WORK ITEM:
Filter the records below for the word "output". Keep each line that has it.

============================================================

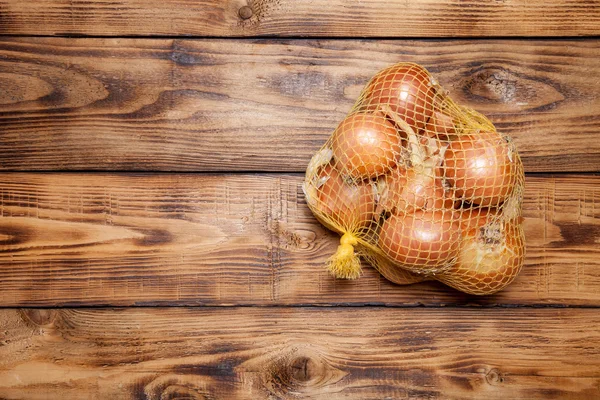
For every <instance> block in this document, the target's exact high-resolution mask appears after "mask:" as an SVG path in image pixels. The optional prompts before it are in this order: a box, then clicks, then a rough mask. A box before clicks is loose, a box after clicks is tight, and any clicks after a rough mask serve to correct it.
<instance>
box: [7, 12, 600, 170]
mask: <svg viewBox="0 0 600 400" xmlns="http://www.w3.org/2000/svg"><path fill="white" fill-rule="evenodd" d="M253 7H254V6H253ZM252 18H254V17H252ZM599 43H600V42H599V41H598V40H596V39H590V40H586V41H573V40H571V41H565V40H547V41H511V40H489V41H488V40H485V41H481V40H469V41H464V40H451V41H429V40H428V41H424V40H421V41H356V40H353V41H349V40H341V41H332V40H284V39H268V40H253V41H244V40H151V39H148V40H136V39H121V40H118V41H115V40H113V39H42V38H38V39H6V38H5V39H4V40H3V41H2V42H0V86H1V87H3V89H4V90H3V91H0V105H1V108H0V124H1V125H2V134H1V135H2V136H1V137H2V140H1V141H0V169H3V170H147V171H234V170H235V171H240V170H243V171H272V172H281V171H294V172H301V171H304V170H305V168H306V165H307V164H308V161H309V159H310V157H311V156H312V154H313V153H314V152H315V151H316V150H317V149H318V148H319V147H320V146H322V144H323V143H324V142H325V140H326V139H327V137H328V136H329V135H330V134H331V132H332V130H333V129H334V128H335V126H336V124H337V122H338V121H340V120H341V119H342V118H343V116H344V114H345V113H346V112H348V110H349V109H350V108H351V106H352V104H353V102H354V101H355V99H356V98H357V96H358V95H359V93H360V90H361V89H362V87H363V86H364V84H365V83H366V82H367V81H368V79H369V78H370V77H371V76H372V75H373V74H374V73H376V71H378V70H379V69H381V68H383V67H385V66H388V65H390V64H392V63H395V62H398V61H414V62H419V63H421V64H424V65H425V66H426V67H427V68H429V69H430V70H431V72H432V73H433V74H434V75H435V76H437V77H438V78H439V80H440V82H441V83H442V84H443V85H445V86H446V87H447V89H449V91H450V93H451V95H452V96H453V97H454V98H455V99H456V100H457V101H458V102H459V103H462V104H465V105H469V106H472V107H474V108H476V109H477V110H479V111H481V112H483V113H484V114H486V115H488V116H489V117H490V118H491V120H492V121H493V122H494V123H496V125H497V127H498V129H499V130H501V131H502V132H504V133H506V134H509V135H510V136H511V137H512V138H513V139H514V141H515V143H516V145H517V148H518V150H519V152H520V154H521V156H522V158H523V160H524V163H525V167H526V170H527V171H531V172H533V171H577V172H582V171H599V170H600V137H599V135H600V133H599V132H600V119H599V118H598V115H597V114H598V112H597V111H598V109H600V97H599V96H598V93H599V92H600V67H599V64H598V62H597V60H598V58H599V57H600V46H599V45H598V44H599Z"/></svg>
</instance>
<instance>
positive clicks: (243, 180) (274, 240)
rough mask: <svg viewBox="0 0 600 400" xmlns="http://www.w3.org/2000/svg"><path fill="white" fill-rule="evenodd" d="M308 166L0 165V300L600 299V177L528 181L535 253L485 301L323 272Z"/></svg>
mask: <svg viewBox="0 0 600 400" xmlns="http://www.w3.org/2000/svg"><path fill="white" fill-rule="evenodd" d="M301 179H302V178H301V176H283V175H194V174H183V175H181V174H180V175H177V174H168V175H155V174H150V175H146V174H139V175H103V174H23V173H12V174H1V175H0V188H1V189H0V241H1V242H0V243H1V245H0V283H1V284H0V286H1V287H2V290H1V291H0V306H3V307H14V306H68V305H122V306H129V305H161V304H162V305H249V304H253V305H297V304H323V305H326V304H375V303H377V304H387V305H419V304H425V305H435V306H439V305H444V304H455V305H464V304H478V305H497V304H501V305H528V304H559V305H585V306H598V305H600V246H599V244H598V243H600V207H597V206H596V204H597V203H599V202H600V190H598V188H599V187H600V186H599V184H600V177H595V176H560V177H528V178H527V182H526V185H527V186H526V197H525V203H524V215H525V217H526V220H525V229H526V238H527V258H526V265H525V267H524V270H523V271H522V273H521V274H520V276H519V277H518V278H517V279H516V280H515V282H514V283H513V284H512V285H511V286H509V287H508V288H507V289H506V290H504V291H502V292H500V293H498V294H496V295H493V296H488V297H474V296H467V295H464V294H461V293H458V292H456V291H454V290H452V289H449V288H447V287H445V286H443V285H441V284H439V283H421V284H416V285H413V286H410V287H403V286H396V285H393V284H391V283H389V282H387V281H386V280H385V279H384V278H382V277H380V276H379V274H378V273H377V272H376V271H375V270H373V269H372V268H369V267H365V268H364V274H363V276H362V277H361V278H360V279H358V280H356V281H342V280H337V281H336V280H334V279H333V278H332V277H330V276H329V274H328V273H327V272H326V271H325V268H324V264H325V261H326V259H327V258H328V257H329V256H330V255H331V254H333V252H334V251H335V249H336V247H337V244H339V237H338V236H337V235H336V234H333V233H331V232H329V231H327V230H326V229H325V228H323V227H322V226H321V225H320V224H319V223H318V222H317V221H316V220H315V219H314V217H313V216H312V214H311V213H310V210H308V208H307V206H306V204H305V202H304V199H303V194H302V191H301V188H300V184H301Z"/></svg>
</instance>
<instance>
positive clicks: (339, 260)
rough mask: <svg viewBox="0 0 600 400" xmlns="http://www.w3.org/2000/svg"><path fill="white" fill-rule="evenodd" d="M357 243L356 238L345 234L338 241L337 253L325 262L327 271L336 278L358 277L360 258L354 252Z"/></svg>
mask: <svg viewBox="0 0 600 400" xmlns="http://www.w3.org/2000/svg"><path fill="white" fill-rule="evenodd" d="M357 243H358V241H357V239H356V237H355V236H354V235H353V234H351V233H348V232H347V233H345V234H344V235H343V236H342V238H341V239H340V245H339V246H338V248H337V251H336V252H335V254H334V255H333V256H331V258H329V260H328V261H327V270H328V271H329V272H330V273H331V274H332V275H333V276H334V277H336V278H340V279H357V278H358V277H360V273H361V266H360V258H359V257H358V254H356V252H355V251H354V246H355V245H356V244H357Z"/></svg>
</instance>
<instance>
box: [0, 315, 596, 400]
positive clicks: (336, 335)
mask: <svg viewBox="0 0 600 400" xmlns="http://www.w3.org/2000/svg"><path fill="white" fill-rule="evenodd" d="M449 311H452V312H451V313H450V312H449ZM0 328H1V330H0V340H1V341H0V397H2V398H6V399H22V398H27V399H30V400H35V399H45V400H47V399H65V398H69V399H84V398H85V399H145V400H159V399H203V400H205V399H361V400H365V399H384V398H386V399H387V398H393V399H400V398H407V399H425V398H427V399H449V398H452V399H480V398H486V399H501V400H503V399H529V400H531V399H545V400H548V399H593V398H598V397H599V396H600V361H599V360H600V333H599V332H600V316H599V315H598V313H597V311H596V310H585V309H578V310H575V309H572V310H560V309H513V310H500V309H498V310H479V309H465V310H459V309H452V310H439V309H437V310H423V309H385V308H383V309H381V308H380V309H374V308H354V309H353V308H350V309H348V308H345V309H344V308H333V309H332V308H258V307H253V308H229V309H224V308H220V309H210V308H208V309H206V308H199V309H198V308H196V309H119V310H104V309H99V310H85V309H80V310H69V309H66V310H27V311H17V310H1V311H0Z"/></svg>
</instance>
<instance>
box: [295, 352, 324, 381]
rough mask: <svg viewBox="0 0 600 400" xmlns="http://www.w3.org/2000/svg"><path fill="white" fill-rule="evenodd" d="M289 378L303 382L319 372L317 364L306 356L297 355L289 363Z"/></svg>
mask: <svg viewBox="0 0 600 400" xmlns="http://www.w3.org/2000/svg"><path fill="white" fill-rule="evenodd" d="M290 368H291V371H290V372H291V373H290V376H291V379H292V380H294V381H296V382H299V383H305V382H308V381H310V380H311V379H312V378H314V377H315V376H317V375H318V374H319V371H318V368H319V366H318V365H317V364H316V363H315V362H314V361H313V360H311V359H310V358H308V357H298V358H296V359H295V360H293V361H292V362H291V363H290Z"/></svg>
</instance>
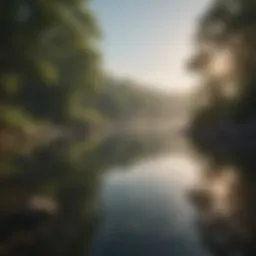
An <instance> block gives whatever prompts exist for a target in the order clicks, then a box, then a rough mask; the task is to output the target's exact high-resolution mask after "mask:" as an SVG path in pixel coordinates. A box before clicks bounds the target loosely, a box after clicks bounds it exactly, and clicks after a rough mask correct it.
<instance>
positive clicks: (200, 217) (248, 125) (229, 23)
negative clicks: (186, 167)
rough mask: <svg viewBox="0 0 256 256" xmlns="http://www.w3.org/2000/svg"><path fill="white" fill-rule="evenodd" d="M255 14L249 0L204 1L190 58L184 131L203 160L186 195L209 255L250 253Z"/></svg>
mask: <svg viewBox="0 0 256 256" xmlns="http://www.w3.org/2000/svg"><path fill="white" fill-rule="evenodd" d="M255 14H256V2H255V1H252V0H236V1H235V0H233V1H230V0H223V1H217V0H214V1H211V3H210V4H209V7H208V9H207V10H206V11H205V13H204V14H203V15H202V17H201V19H200V20H199V24H198V30H197V33H196V36H195V41H194V44H195V48H196V53H195V56H194V57H193V58H192V59H191V61H190V63H189V67H190V69H191V70H193V71H194V72H196V73H197V74H198V75H199V77H200V81H201V84H200V86H199V88H200V89H199V92H198V93H196V94H195V97H197V98H198V99H201V102H197V104H195V106H194V107H195V108H194V112H193V113H192V117H191V124H190V138H191V141H192V142H193V143H192V145H194V146H195V148H196V149H197V152H199V155H200V156H202V155H203V160H204V167H203V171H202V173H201V176H202V177H201V178H202V180H203V181H202V184H201V186H200V185H198V187H197V189H196V192H195V193H194V194H193V195H192V202H193V204H194V205H195V206H196V209H197V212H198V216H199V217H198V228H199V232H200V234H201V238H202V240H203V241H204V243H205V245H206V247H207V248H208V250H209V252H210V253H211V255H216V256H219V255H235V254H237V255H255V252H256V248H255V241H256V235H255V234H256V228H255V227H256V225H255V214H256V209H255V198H256V192H255V166H256V163H255V150H256V147H255V138H256V126H255V124H256V123H255V121H256V118H255V117H256V105H255V102H256V98H255V97H256V93H255V92H256V91H255V90H256V75H255V74H256V72H255V68H256V65H255V61H256V55H255V49H256V48H255V46H256V41H255V39H256V34H255V33H256V30H255V24H256V15H255ZM199 96H200V97H199ZM219 238H224V239H219Z"/></svg>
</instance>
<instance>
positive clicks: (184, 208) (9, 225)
mask: <svg viewBox="0 0 256 256" xmlns="http://www.w3.org/2000/svg"><path fill="white" fill-rule="evenodd" d="M181 152H182V154H181ZM195 179H196V166H195V165H194V164H192V162H191V161H190V160H189V158H188V157H187V155H185V153H184V146H183V143H182V142H181V141H180V142H178V141H177V139H176V140H174V138H170V140H166V137H165V138H164V139H163V138H162V139H161V136H158V137H154V136H151V137H147V138H143V136H141V135H140V136H135V135H134V136H128V135H125V136H122V135H119V136H114V137H111V138H108V139H105V140H104V141H100V140H98V139H92V140H91V141H87V142H86V143H84V142H78V141H76V142H73V141H72V142H70V141H69V142H62V141H59V142H56V143H55V144H54V145H51V146H49V145H48V146H46V145H45V146H44V147H41V148H37V149H34V150H33V153H29V154H28V153H27V152H19V153H17V152H16V153H12V154H8V155H5V156H4V157H3V158H2V159H1V177H0V182H1V186H0V189H1V193H0V226H1V231H0V255H72V256H73V255H93V256H101V255H147V256H148V255H206V254H205V252H203V250H202V248H201V245H200V241H199V239H198V236H197V232H196V229H195V226H194V219H195V214H194V212H193V209H192V207H191V206H190V204H189V203H188V201H187V200H186V193H187V190H188V188H189V187H191V186H192V184H193V182H194V180H195Z"/></svg>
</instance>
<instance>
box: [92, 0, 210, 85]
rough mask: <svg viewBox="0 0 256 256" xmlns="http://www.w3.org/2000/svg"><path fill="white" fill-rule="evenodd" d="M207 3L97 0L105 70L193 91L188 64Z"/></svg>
mask: <svg viewBox="0 0 256 256" xmlns="http://www.w3.org/2000/svg"><path fill="white" fill-rule="evenodd" d="M207 2H208V0H94V1H93V8H94V10H95V11H96V15H97V17H98V20H99V23H100V25H101V28H102V30H103V32H104V37H103V43H102V48H103V52H104V59H105V65H106V67H107V70H108V71H110V72H111V73H113V74H115V75H117V76H124V77H131V78H136V79H137V80H138V81H142V82H146V83H149V84H153V85H156V86H159V87H160V88H164V89H168V90H170V89H171V90H172V89H175V90H177V89H181V90H184V89H186V88H188V86H191V79H190V78H189V76H188V74H187V73H186V72H185V70H184V61H185V60H186V58H188V57H189V56H190V55H189V54H190V53H191V35H192V34H193V33H194V32H195V21H196V17H198V14H199V13H201V12H202V10H204V8H205V6H206V4H207Z"/></svg>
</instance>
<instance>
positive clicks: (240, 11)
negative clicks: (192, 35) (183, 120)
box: [189, 0, 256, 129]
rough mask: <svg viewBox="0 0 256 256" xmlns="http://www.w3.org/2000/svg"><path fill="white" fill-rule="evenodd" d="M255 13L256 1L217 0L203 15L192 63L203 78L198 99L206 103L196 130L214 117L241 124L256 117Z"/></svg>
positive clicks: (201, 105) (196, 40) (213, 118)
mask: <svg viewBox="0 0 256 256" xmlns="http://www.w3.org/2000/svg"><path fill="white" fill-rule="evenodd" d="M255 13H256V4H255V1H251V0H231V1H228V0H223V1H217V0H214V1H212V2H211V4H210V6H209V8H208V9H207V10H206V12H205V13H204V14H203V15H202V17H201V19H200V21H199V24H198V31H197V36H196V38H195V39H196V40H195V43H196V48H197V51H196V53H195V55H194V57H193V58H192V60H191V61H190V65H189V67H190V68H191V69H192V70H193V71H195V72H196V73H198V74H199V76H200V77H201V81H202V83H201V87H200V88H201V89H200V90H201V92H200V97H198V99H201V100H203V101H204V104H199V105H198V107H197V108H196V109H195V113H194V121H193V122H194V123H192V126H193V125H194V126H195V127H197V129H199V128H200V127H201V128H202V125H201V124H202V123H203V122H204V123H207V122H208V123H209V122H210V121H209V119H211V118H212V120H215V122H220V121H221V120H232V121H233V122H237V123H241V122H244V121H245V120H247V119H249V118H253V117H255V113H256V104H255V102H256V98H255V97H256V93H255V92H256V75H255V74H256V72H255V71H256V70H255V67H256V65H255V64H256V54H255V53H256V52H255V44H256V41H255V38H256V31H255V24H256V16H255ZM227 56H228V57H229V58H226V59H225V57H227ZM199 103H200V101H199ZM200 113H204V114H203V115H201V114H200ZM207 113H208V114H207ZM200 115H201V117H200V118H199V116H200ZM204 118H205V119H204ZM199 120H200V124H199V123H198V122H199ZM203 120H204V121H203Z"/></svg>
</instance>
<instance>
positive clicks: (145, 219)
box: [94, 154, 205, 255]
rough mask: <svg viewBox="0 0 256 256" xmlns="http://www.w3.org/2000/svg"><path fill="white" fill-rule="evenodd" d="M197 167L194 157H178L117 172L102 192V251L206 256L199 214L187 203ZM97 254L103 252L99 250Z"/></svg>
mask: <svg viewBox="0 0 256 256" xmlns="http://www.w3.org/2000/svg"><path fill="white" fill-rule="evenodd" d="M197 168H198V167H197V166H196V164H195V163H194V162H193V160H192V159H189V158H187V157H185V156H183V155H180V154H172V155H164V156H160V157H157V158H150V159H148V160H145V159H144V161H141V162H140V163H137V164H135V165H131V166H126V167H123V168H122V167H119V168H115V169H112V170H111V172H110V174H107V175H106V176H105V184H104V188H103V191H102V200H103V205H104V206H103V213H104V216H105V218H104V220H103V223H104V225H103V227H102V228H101V230H100V232H99V234H98V239H96V240H97V241H96V244H97V243H99V244H100V246H99V245H98V248H102V247H103V248H105V246H106V247H108V248H112V249H109V250H110V251H111V253H116V252H117V251H118V252H119V253H120V255H121V254H123V253H124V251H126V250H129V252H130V253H132V254H133V255H140V254H139V252H140V250H142V252H143V255H146V254H148V253H149V252H150V251H151V250H154V249H156V248H158V252H162V253H163V254H162V255H169V254H170V253H174V255H190V254H189V252H188V251H193V252H194V253H196V255H205V254H200V253H202V252H201V249H200V245H199V238H198V237H197V234H196V231H195V227H194V211H193V209H192V207H191V206H190V205H189V203H188V201H187V193H188V191H189V189H190V188H191V187H192V186H193V184H194V182H195V181H196V178H197V174H196V170H197ZM122 237H123V239H122ZM124 237H125V239H124ZM128 245H129V246H128ZM160 245H161V246H160ZM96 246H97V245H96ZM118 246H120V248H119V249H117V247H118ZM130 246H132V247H133V248H130ZM184 246H185V247H184ZM159 247H161V249H160V248H159ZM136 248H137V249H136ZM138 248H141V249H138ZM119 250H120V251H119ZM102 253H103V252H102ZM132 254H129V255H132ZM94 255H103V254H101V252H100V251H97V250H96V252H95V254H94ZM104 255H106V254H104ZM107 255H108V254H107ZM150 255H154V254H150Z"/></svg>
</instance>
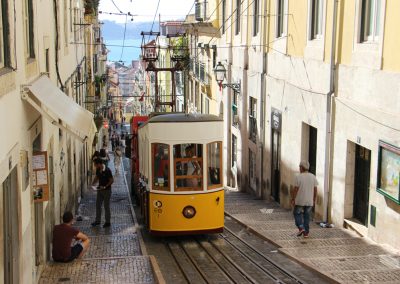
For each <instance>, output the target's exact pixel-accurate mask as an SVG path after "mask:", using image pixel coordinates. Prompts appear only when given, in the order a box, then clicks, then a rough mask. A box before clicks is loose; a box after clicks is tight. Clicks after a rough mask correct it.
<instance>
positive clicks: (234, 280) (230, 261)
mask: <svg viewBox="0 0 400 284" xmlns="http://www.w3.org/2000/svg"><path fill="white" fill-rule="evenodd" d="M208 242H209V243H210V244H211V246H212V247H213V248H214V249H215V250H217V251H218V252H219V253H220V254H221V255H222V256H223V257H224V258H225V259H226V260H227V261H228V262H229V263H230V264H231V265H232V266H233V267H234V268H235V269H236V270H237V271H238V272H239V273H240V274H242V276H243V277H244V278H245V279H246V280H248V281H249V282H250V283H253V284H256V283H258V282H257V280H255V279H254V278H253V277H251V276H250V275H249V274H248V273H247V272H246V271H244V269H242V268H241V267H240V265H239V264H237V263H236V262H235V261H234V260H233V259H232V258H231V257H230V256H228V255H227V254H226V253H224V252H223V251H221V250H220V249H219V248H218V247H217V246H216V245H215V244H213V243H212V242H210V241H208ZM200 245H201V246H202V247H203V248H204V250H205V251H206V252H207V253H208V255H209V256H210V257H211V258H213V260H214V261H215V262H216V263H217V261H216V260H215V259H214V257H213V256H212V255H211V253H209V252H208V250H207V249H206V248H205V247H204V245H203V244H201V243H200ZM228 277H229V278H231V277H230V276H228ZM231 279H232V278H231ZM232 280H233V281H235V280H234V279H232Z"/></svg>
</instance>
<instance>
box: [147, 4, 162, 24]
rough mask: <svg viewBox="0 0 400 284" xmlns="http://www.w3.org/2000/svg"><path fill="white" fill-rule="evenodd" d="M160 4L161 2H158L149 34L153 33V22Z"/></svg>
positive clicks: (157, 10)
mask: <svg viewBox="0 0 400 284" xmlns="http://www.w3.org/2000/svg"><path fill="white" fill-rule="evenodd" d="M160 2H161V0H158V3H157V8H156V12H155V13H154V18H153V23H151V28H150V32H152V31H153V26H154V21H155V20H156V17H157V12H158V7H160Z"/></svg>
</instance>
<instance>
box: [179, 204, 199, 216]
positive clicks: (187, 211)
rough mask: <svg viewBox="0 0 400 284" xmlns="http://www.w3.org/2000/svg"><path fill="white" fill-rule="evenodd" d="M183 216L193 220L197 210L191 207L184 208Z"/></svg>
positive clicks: (182, 213) (185, 207)
mask: <svg viewBox="0 0 400 284" xmlns="http://www.w3.org/2000/svg"><path fill="white" fill-rule="evenodd" d="M182 214H183V216H185V218H188V219H191V218H193V217H194V216H195V215H196V209H195V208H194V207H193V206H190V205H189V206H186V207H185V208H183V211H182Z"/></svg>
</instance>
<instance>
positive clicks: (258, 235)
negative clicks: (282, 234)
mask: <svg viewBox="0 0 400 284" xmlns="http://www.w3.org/2000/svg"><path fill="white" fill-rule="evenodd" d="M225 215H226V216H228V217H229V218H232V220H235V221H236V222H238V223H239V224H241V225H242V226H244V227H245V228H246V229H247V230H248V231H249V232H251V233H253V234H254V235H256V236H257V237H259V238H261V239H263V240H265V241H267V242H269V243H271V244H273V245H275V246H277V247H278V250H279V252H280V253H282V254H283V255H285V256H287V257H288V258H290V259H292V260H294V261H295V262H297V263H298V264H300V265H301V266H303V267H305V268H307V269H309V270H311V271H312V272H315V273H317V274H318V275H319V276H321V277H322V278H324V279H325V280H327V281H328V282H330V283H334V284H340V283H341V282H339V281H337V280H335V279H333V278H331V277H330V276H328V275H326V274H325V273H323V272H321V271H319V270H317V269H316V268H315V267H313V266H310V265H308V264H307V263H304V262H302V261H301V260H300V259H298V258H295V257H293V256H291V255H290V254H287V253H286V252H285V251H282V250H281V249H282V247H281V246H280V245H278V244H277V243H276V242H274V241H273V240H271V239H269V238H267V237H266V236H264V235H262V234H261V233H259V232H257V231H256V230H254V229H253V228H251V227H249V226H248V225H247V224H245V223H243V222H242V221H240V220H239V219H237V218H236V217H234V216H232V215H231V214H229V213H228V212H226V211H225Z"/></svg>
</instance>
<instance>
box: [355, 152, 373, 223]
mask: <svg viewBox="0 0 400 284" xmlns="http://www.w3.org/2000/svg"><path fill="white" fill-rule="evenodd" d="M370 171H371V151H370V150H368V149H367V148H364V147H362V146H360V145H356V153H355V168H354V200H353V201H354V202H353V204H354V205H353V217H354V218H355V219H357V220H358V221H360V222H361V223H362V224H364V225H365V226H367V225H368V203H369V180H370Z"/></svg>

============================================================

ANSWER SECTION:
An <instance> block gives whatever prompts exist for a target in the order clicks, then a box, then a rough mask; the task is to output the target's exact high-resolution mask after "mask:" as an SVG path in pixel coordinates. A box before clicks bounds the target loosely, a box after clicks bounds it exactly, and clicks after a rough mask correct it.
For each <instance>, output the target's exact pixel-accurate mask as an SVG path after "mask:", using image pixel coordinates. Prompts appear only when given, in the order a box, then clicks, then a rough mask. A box before clicks is loose; a box after clicks is tight. Clicks after a rough mask correct it.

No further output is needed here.